• _Your instructions_
Take each line of the data that contains the string "branch" and copy it.

[Image-grounded pointing data]
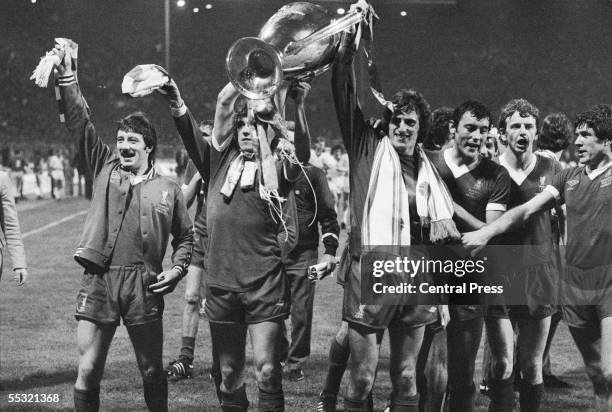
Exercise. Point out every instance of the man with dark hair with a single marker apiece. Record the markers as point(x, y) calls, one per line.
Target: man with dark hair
point(315, 206)
point(382, 159)
point(480, 188)
point(532, 271)
point(122, 247)
point(439, 136)
point(587, 291)
point(247, 289)
point(194, 188)
point(555, 134)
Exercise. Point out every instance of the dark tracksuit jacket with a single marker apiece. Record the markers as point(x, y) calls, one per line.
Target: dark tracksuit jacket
point(162, 206)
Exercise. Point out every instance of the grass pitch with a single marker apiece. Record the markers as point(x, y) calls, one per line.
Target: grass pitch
point(38, 353)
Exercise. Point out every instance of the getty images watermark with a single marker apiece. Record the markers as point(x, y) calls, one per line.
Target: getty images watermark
point(498, 275)
point(406, 267)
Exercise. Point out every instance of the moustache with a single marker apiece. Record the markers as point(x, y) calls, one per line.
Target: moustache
point(127, 153)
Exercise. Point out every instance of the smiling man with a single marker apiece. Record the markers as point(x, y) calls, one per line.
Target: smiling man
point(131, 217)
point(386, 163)
point(586, 191)
point(533, 269)
point(480, 188)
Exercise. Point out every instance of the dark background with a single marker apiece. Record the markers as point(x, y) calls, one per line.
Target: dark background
point(556, 53)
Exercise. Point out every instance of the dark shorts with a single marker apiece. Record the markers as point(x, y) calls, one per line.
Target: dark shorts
point(345, 264)
point(268, 301)
point(199, 251)
point(535, 286)
point(120, 293)
point(380, 316)
point(587, 296)
point(465, 312)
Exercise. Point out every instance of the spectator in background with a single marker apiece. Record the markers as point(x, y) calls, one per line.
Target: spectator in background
point(320, 157)
point(554, 138)
point(41, 168)
point(68, 169)
point(315, 204)
point(17, 165)
point(439, 136)
point(182, 158)
point(337, 176)
point(10, 234)
point(56, 172)
point(491, 146)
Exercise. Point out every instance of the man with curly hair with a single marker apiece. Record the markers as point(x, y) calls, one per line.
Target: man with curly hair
point(586, 190)
point(479, 187)
point(390, 150)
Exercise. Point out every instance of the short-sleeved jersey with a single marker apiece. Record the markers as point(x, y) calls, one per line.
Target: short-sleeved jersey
point(483, 187)
point(243, 244)
point(588, 199)
point(536, 232)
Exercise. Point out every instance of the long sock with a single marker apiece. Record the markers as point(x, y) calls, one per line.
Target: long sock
point(351, 405)
point(156, 393)
point(502, 395)
point(531, 396)
point(271, 401)
point(405, 403)
point(236, 401)
point(338, 358)
point(187, 347)
point(215, 373)
point(87, 400)
point(462, 398)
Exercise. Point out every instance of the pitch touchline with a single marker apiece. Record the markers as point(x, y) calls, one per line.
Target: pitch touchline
point(50, 225)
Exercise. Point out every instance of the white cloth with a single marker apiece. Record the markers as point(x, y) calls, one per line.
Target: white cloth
point(144, 79)
point(386, 217)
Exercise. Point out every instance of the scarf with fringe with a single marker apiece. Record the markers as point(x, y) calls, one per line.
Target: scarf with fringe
point(386, 217)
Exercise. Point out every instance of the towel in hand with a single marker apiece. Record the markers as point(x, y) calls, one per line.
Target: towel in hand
point(144, 79)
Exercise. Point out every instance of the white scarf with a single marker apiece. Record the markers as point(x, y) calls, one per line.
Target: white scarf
point(386, 217)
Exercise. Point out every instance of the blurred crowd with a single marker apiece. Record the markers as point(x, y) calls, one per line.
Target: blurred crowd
point(42, 174)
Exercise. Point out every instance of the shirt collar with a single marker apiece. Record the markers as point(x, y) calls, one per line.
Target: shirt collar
point(136, 179)
point(593, 174)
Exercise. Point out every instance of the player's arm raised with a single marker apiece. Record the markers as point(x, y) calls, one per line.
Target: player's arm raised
point(93, 153)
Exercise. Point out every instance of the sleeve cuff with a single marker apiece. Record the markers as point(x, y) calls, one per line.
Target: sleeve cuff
point(333, 235)
point(66, 80)
point(496, 207)
point(179, 111)
point(553, 191)
point(181, 270)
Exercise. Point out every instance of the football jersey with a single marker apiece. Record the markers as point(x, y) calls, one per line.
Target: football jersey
point(536, 232)
point(478, 189)
point(588, 199)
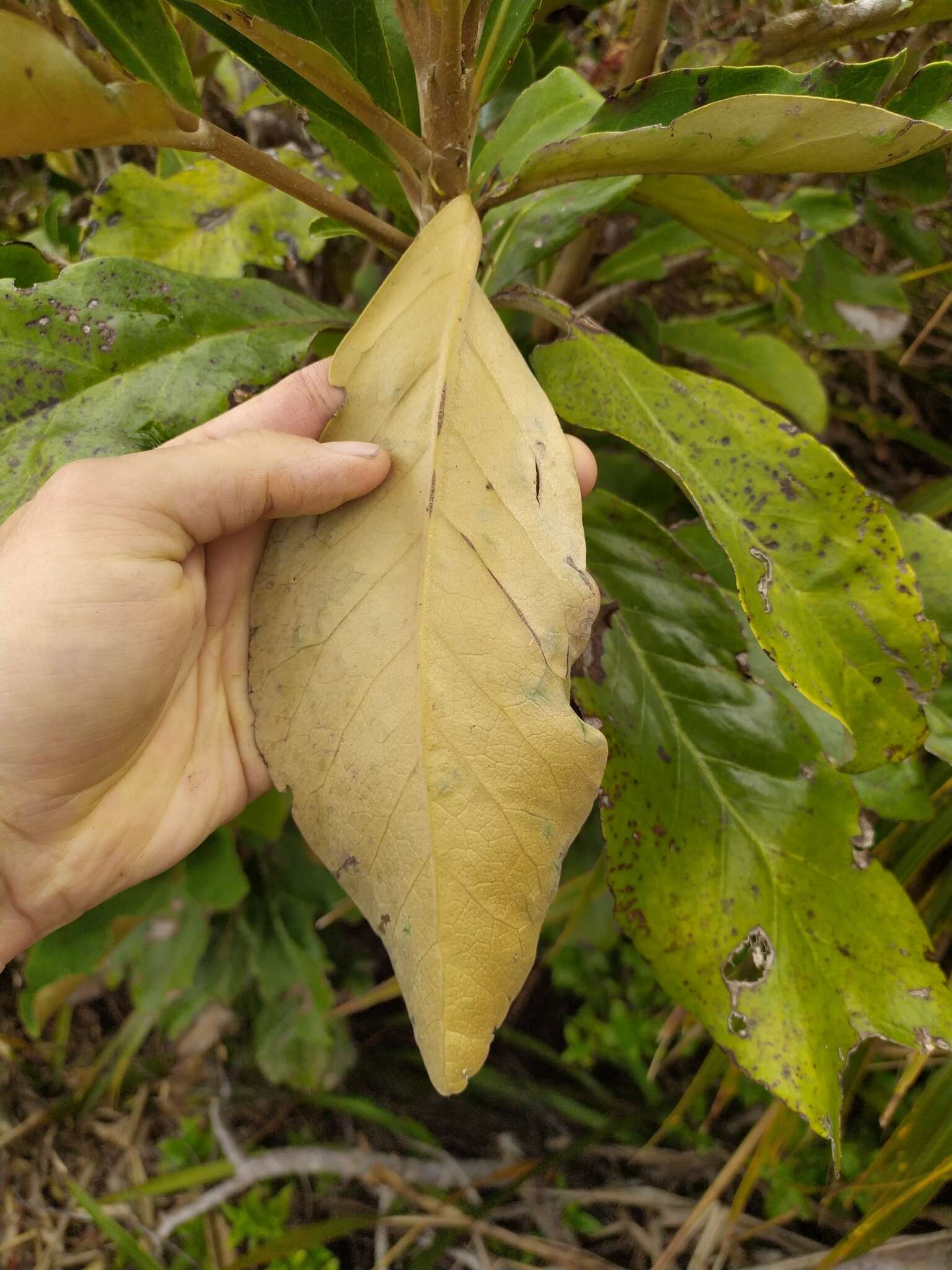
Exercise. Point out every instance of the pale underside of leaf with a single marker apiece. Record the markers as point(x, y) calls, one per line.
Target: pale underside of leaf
point(410, 660)
point(48, 100)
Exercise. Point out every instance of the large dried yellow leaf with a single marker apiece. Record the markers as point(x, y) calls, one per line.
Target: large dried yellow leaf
point(50, 100)
point(410, 662)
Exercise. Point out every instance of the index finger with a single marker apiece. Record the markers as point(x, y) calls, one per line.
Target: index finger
point(301, 404)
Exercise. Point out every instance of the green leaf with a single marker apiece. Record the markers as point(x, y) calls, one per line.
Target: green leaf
point(842, 620)
point(823, 211)
point(25, 265)
point(362, 158)
point(532, 229)
point(162, 957)
point(922, 182)
point(126, 1248)
point(547, 111)
point(744, 897)
point(769, 243)
point(364, 37)
point(928, 549)
point(769, 128)
point(214, 873)
point(763, 365)
point(645, 257)
point(843, 306)
point(221, 974)
point(141, 38)
point(814, 31)
point(266, 815)
point(328, 226)
point(296, 1043)
point(503, 32)
point(76, 950)
point(897, 791)
point(927, 95)
point(208, 219)
point(350, 141)
point(113, 347)
point(660, 99)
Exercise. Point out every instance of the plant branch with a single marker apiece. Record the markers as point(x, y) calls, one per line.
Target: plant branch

• _Response below_
Exercise. Point out every instance of the plant branch with a single marker apiece. Record the markers as point(x, y) calls, one per line.
Target: plant branch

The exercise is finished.